> [ACTIVITY]
Extract only the lines running from the top of the entries to the line that holds "query: the noun phrase to segment: bare". Include that line and omit the pictures.

> [SOURCE MATERIAL]
[Start of Attachment]

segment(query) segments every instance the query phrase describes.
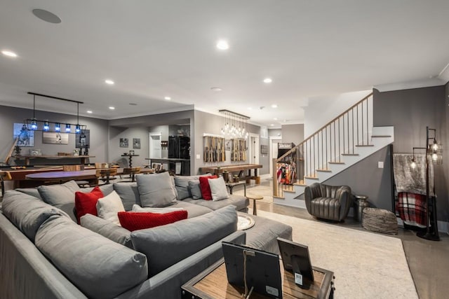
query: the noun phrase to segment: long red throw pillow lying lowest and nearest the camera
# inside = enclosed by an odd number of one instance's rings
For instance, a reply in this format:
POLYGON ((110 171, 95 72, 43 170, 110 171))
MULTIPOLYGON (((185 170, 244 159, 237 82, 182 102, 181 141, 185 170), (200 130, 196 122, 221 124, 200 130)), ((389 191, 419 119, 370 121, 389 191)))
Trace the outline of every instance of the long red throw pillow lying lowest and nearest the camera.
POLYGON ((144 228, 154 228, 159 225, 166 225, 182 219, 187 219, 187 211, 172 211, 164 214, 119 211, 120 225, 131 232, 133 230, 143 230, 144 228))

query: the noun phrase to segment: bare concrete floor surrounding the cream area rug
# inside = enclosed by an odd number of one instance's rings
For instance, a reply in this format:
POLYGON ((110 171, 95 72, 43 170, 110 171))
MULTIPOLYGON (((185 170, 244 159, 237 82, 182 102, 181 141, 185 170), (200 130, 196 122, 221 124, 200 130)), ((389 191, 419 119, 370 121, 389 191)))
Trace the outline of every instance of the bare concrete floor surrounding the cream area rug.
MULTIPOLYGON (((269 186, 269 183, 269 181, 262 181, 263 185, 269 186)), ((243 188, 236 186, 234 190, 239 190, 237 187, 243 188)), ((249 188, 253 188, 253 186, 248 186, 247 189, 249 188)), ((267 195, 271 196, 272 194, 267 195)), ((253 202, 250 202, 250 209, 253 209, 253 202)), ((264 202, 257 202, 257 209, 318 221, 306 209, 264 202)), ((356 230, 365 230, 362 228, 361 223, 354 221, 352 217, 348 217, 343 223, 335 223, 335 225, 356 230)), ((408 267, 410 268, 420 298, 449 298, 449 235, 440 233, 441 241, 435 242, 417 237, 416 232, 413 230, 399 228, 398 235, 389 236, 402 240, 408 267)), ((375 298, 374 294, 373 298, 375 298)))

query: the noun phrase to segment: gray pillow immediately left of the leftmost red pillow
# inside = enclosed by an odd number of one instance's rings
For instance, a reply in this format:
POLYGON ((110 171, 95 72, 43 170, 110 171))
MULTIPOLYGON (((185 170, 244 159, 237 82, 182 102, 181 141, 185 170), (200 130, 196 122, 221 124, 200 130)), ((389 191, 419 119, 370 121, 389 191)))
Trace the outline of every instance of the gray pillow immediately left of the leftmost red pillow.
POLYGON ((73 208, 75 207, 75 192, 80 188, 75 181, 68 181, 60 185, 39 186, 37 190, 44 202, 62 209, 73 221, 76 221, 73 208))

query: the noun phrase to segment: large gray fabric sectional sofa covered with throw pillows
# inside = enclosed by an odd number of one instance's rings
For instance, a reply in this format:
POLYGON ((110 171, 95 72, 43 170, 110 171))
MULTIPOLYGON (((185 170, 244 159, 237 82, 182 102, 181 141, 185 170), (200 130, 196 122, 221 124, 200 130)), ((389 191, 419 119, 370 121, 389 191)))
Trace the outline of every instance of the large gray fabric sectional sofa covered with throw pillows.
MULTIPOLYGON (((185 185, 192 179, 175 181, 177 197, 183 197, 175 206, 187 209, 189 218, 134 232, 90 214, 76 224, 73 199, 60 190, 7 191, 0 213, 2 296, 180 298, 182 284, 222 257, 222 241, 246 244, 236 210, 247 211, 248 199, 193 200, 185 185)), ((105 195, 115 190, 126 210, 140 204, 136 183, 100 188, 105 195)), ((269 250, 276 237, 291 239, 287 225, 256 218, 249 245, 269 250)))

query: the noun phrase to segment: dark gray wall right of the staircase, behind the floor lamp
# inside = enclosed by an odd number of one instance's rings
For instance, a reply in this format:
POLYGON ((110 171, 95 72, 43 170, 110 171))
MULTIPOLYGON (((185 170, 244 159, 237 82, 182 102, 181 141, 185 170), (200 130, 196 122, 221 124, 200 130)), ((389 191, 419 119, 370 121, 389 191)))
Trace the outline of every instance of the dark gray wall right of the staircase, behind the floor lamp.
MULTIPOLYGON (((437 130, 436 139, 443 144, 443 165, 435 167, 438 220, 449 221, 448 85, 389 92, 374 90, 373 99, 374 125, 394 126, 395 153, 412 153, 413 146, 425 147, 426 127, 437 130)), ((388 188, 382 182, 371 183, 373 188, 388 188)))

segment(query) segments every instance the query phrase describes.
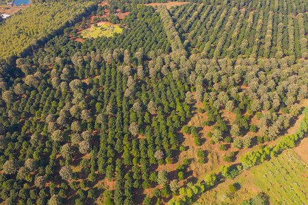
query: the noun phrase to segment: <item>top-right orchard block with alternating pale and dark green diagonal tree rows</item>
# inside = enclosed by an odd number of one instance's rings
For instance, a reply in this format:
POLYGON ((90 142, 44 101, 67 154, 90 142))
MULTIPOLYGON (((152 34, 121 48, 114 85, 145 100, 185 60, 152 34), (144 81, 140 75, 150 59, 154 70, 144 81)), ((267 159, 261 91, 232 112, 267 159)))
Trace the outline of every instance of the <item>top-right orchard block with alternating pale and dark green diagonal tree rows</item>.
POLYGON ((292 10, 287 15, 264 10, 268 10, 266 3, 261 4, 259 10, 253 10, 249 3, 242 5, 240 1, 233 1, 215 7, 190 3, 170 11, 177 18, 175 27, 190 52, 201 52, 209 58, 306 57, 307 38, 303 38, 303 26, 298 23, 305 14, 299 14, 298 18, 292 10))

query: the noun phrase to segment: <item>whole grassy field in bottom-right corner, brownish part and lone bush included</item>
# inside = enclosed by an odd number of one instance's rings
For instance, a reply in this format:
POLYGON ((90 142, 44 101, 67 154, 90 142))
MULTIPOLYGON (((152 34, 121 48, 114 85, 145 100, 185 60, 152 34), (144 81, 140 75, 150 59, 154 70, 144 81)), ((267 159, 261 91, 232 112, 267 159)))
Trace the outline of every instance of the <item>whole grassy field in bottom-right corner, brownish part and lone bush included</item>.
POLYGON ((270 196, 270 204, 307 204, 307 164, 294 150, 286 150, 277 158, 226 180, 198 200, 201 204, 239 204, 259 191, 270 196), (229 184, 238 183, 239 190, 229 191, 229 184))

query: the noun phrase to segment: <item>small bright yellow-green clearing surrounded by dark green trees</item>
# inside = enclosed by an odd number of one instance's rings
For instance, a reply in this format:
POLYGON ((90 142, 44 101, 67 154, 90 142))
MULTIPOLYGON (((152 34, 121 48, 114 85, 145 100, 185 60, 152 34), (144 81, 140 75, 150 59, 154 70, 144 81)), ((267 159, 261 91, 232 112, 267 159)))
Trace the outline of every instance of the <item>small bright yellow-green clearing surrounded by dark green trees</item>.
POLYGON ((118 25, 103 24, 91 27, 81 32, 82 38, 98 38, 100 36, 112 37, 114 33, 122 33, 123 29, 118 25))

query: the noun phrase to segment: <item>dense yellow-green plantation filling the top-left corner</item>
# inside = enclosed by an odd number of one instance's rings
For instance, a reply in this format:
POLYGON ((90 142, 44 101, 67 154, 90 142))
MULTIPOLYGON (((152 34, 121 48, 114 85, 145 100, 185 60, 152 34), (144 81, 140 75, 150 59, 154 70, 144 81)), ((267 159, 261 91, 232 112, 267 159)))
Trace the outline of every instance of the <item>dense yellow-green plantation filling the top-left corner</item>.
POLYGON ((0 26, 0 59, 20 55, 91 12, 91 1, 52 1, 29 6, 0 26))

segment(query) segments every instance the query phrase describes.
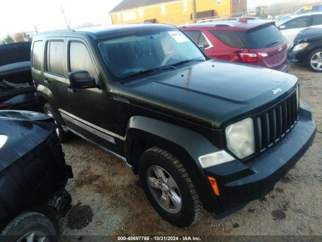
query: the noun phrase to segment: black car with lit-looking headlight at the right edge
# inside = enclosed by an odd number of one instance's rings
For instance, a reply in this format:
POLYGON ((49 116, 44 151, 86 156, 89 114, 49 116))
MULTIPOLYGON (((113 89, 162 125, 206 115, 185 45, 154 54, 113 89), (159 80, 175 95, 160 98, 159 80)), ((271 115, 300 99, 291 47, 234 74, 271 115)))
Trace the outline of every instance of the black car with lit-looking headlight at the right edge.
POLYGON ((322 72, 322 28, 300 31, 289 49, 289 61, 322 72))

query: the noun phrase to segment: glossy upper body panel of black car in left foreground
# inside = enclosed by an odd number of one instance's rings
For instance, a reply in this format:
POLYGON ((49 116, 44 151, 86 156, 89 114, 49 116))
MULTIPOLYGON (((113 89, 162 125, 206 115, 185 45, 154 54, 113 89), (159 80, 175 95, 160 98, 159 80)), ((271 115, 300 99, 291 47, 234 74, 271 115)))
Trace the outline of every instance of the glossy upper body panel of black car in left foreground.
POLYGON ((55 132, 53 119, 31 111, 0 111, 0 171, 55 132))

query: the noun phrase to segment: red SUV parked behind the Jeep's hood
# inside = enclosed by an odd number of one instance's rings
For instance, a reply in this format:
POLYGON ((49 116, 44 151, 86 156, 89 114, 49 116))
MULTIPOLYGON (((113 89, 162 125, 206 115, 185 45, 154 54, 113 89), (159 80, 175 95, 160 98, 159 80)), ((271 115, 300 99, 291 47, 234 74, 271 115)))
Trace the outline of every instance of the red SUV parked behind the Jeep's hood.
POLYGON ((288 71, 287 40, 272 21, 241 18, 180 28, 211 58, 288 71))

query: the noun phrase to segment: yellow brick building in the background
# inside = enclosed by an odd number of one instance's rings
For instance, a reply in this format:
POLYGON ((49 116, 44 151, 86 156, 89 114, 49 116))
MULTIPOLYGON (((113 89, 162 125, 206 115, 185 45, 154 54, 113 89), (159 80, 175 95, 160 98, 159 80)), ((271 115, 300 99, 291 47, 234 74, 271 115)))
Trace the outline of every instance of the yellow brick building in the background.
MULTIPOLYGON (((229 17, 247 11, 247 0, 195 0, 196 18, 229 17)), ((192 23, 193 0, 123 0, 110 11, 113 24, 192 23)))

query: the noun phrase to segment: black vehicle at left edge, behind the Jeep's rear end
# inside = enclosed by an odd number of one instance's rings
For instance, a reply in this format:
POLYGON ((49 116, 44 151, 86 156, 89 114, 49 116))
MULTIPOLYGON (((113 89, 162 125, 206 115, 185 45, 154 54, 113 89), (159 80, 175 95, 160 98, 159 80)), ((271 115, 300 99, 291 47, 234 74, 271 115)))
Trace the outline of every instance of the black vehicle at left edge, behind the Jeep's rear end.
POLYGON ((38 110, 30 46, 31 42, 0 45, 0 109, 38 110))

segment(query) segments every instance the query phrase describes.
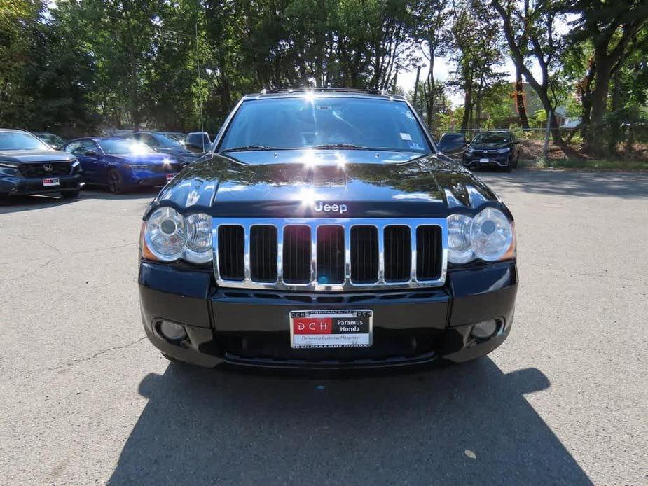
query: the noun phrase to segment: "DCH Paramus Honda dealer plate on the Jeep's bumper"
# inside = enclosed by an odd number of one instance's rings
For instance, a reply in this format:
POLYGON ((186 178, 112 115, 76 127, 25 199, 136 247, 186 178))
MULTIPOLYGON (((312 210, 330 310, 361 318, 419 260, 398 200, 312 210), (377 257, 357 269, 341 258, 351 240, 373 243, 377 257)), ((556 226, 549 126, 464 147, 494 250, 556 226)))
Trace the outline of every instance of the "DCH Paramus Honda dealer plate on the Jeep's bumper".
POLYGON ((294 349, 370 347, 372 310, 293 310, 290 346, 294 349))

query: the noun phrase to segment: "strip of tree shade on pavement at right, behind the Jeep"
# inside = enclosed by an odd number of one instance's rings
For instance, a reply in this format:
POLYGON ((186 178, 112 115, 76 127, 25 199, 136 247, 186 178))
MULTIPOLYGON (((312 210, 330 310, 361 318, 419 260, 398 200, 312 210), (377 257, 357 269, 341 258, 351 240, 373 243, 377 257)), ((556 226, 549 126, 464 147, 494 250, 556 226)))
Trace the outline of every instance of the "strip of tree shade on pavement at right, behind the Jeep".
POLYGON ((648 197, 648 174, 644 172, 585 172, 565 170, 517 170, 512 173, 477 172, 493 188, 506 185, 527 193, 577 197, 648 197))

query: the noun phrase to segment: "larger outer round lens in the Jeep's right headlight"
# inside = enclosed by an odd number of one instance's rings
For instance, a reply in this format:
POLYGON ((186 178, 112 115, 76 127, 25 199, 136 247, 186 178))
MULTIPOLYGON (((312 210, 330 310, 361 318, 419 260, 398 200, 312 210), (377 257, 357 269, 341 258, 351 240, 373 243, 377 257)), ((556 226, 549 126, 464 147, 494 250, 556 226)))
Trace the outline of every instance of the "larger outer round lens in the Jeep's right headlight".
POLYGON ((502 211, 489 207, 474 217, 470 236, 477 258, 497 261, 511 247, 513 228, 502 211))

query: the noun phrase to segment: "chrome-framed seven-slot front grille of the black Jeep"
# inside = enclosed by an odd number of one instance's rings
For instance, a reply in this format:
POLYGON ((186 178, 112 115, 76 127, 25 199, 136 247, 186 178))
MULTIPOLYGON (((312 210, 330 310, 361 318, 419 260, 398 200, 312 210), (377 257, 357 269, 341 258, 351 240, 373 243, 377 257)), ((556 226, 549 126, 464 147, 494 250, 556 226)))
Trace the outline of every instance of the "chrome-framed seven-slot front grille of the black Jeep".
POLYGON ((222 287, 340 291, 446 279, 444 218, 214 218, 212 236, 222 287))

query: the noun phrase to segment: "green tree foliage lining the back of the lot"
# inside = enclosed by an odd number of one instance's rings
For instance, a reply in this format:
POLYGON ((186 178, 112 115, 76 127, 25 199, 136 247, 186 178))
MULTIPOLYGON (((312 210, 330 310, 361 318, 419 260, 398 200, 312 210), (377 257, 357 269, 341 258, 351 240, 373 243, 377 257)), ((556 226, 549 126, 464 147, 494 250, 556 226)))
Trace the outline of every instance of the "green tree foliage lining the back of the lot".
POLYGON ((247 92, 394 92, 425 63, 416 108, 428 125, 485 127, 515 117, 515 103, 523 115, 510 60, 544 113, 579 111, 589 150, 607 137, 615 151, 632 136, 621 127, 644 119, 647 10, 644 0, 4 0, 0 125, 214 132, 247 92))

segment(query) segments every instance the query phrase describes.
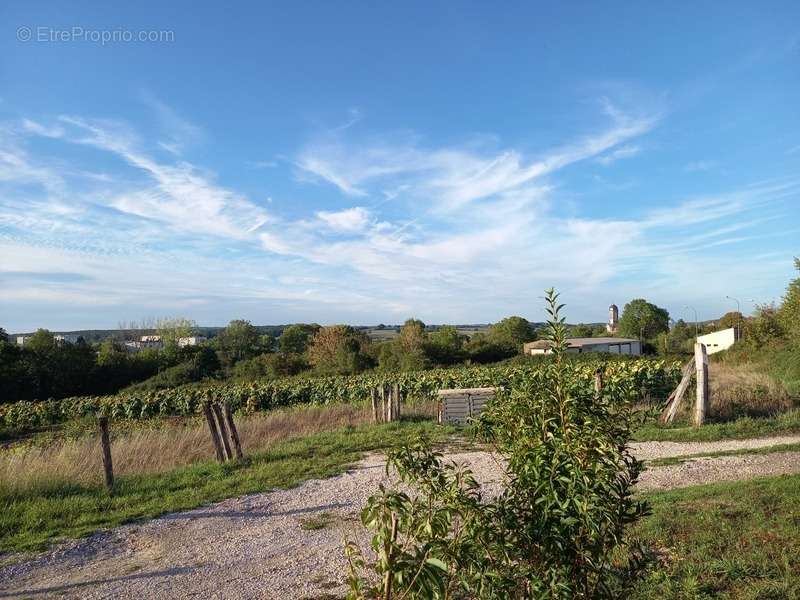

[End of Attachment]

> [REPLY TO THE EXERCISE]
segment(query) segments every instance the query phrase describes.
query: the noun phrase to segment: long red throw pillow lying lowest and nearest the camera
# inside = enclosed by an odd number of one instance's rings
For instance, a reply in this format:
POLYGON ((110 171, 95 72, 43 170, 110 171))
MULTIPOLYGON (((185 170, 244 159, 237 82, 182 102, 181 141, 185 170), (200 130, 196 122, 221 124, 200 130)), ((389 191, 419 119, 370 121, 389 191)))
Trace the outline of every instance of the long red throw pillow lying lowest and nearest the camera.
POLYGON ((144 228, 154 228, 159 225, 166 225, 182 219, 187 219, 187 211, 172 211, 164 214, 119 211, 120 225, 131 232, 133 230, 143 230, 144 228))

query: the noun phrase to segment: bare concrete floor surrounding the cream area rug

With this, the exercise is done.